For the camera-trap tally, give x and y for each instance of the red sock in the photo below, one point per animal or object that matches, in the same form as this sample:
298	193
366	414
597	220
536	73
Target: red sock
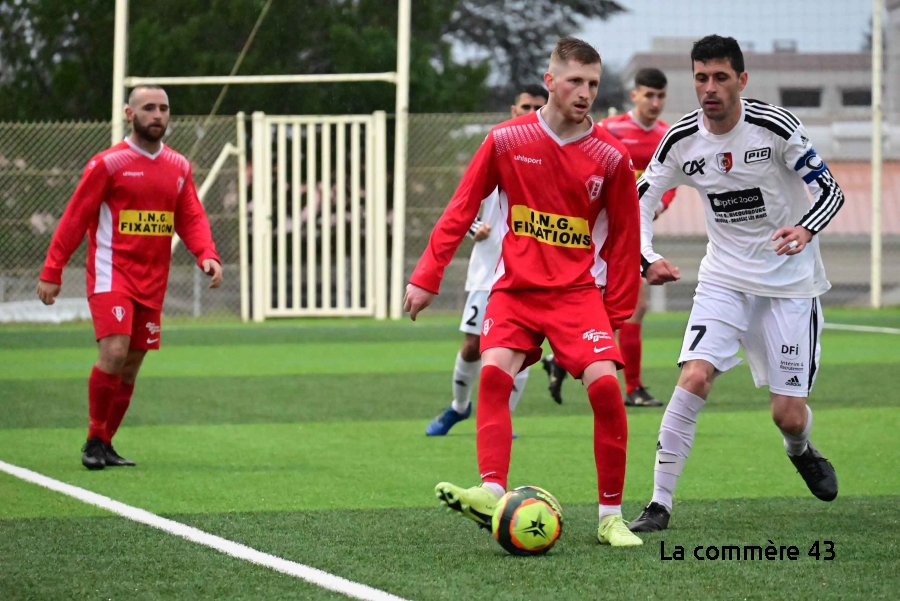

## The task
Could you output every entry exactly as written, skipping the pictures?

## Response to this task
For the camera-trap tally, give x and y for each instance of the red sock in the photo below, one point per animal or object that matches, in the same form as this sample:
298	193
366	414
597	220
536	73
Target: red sock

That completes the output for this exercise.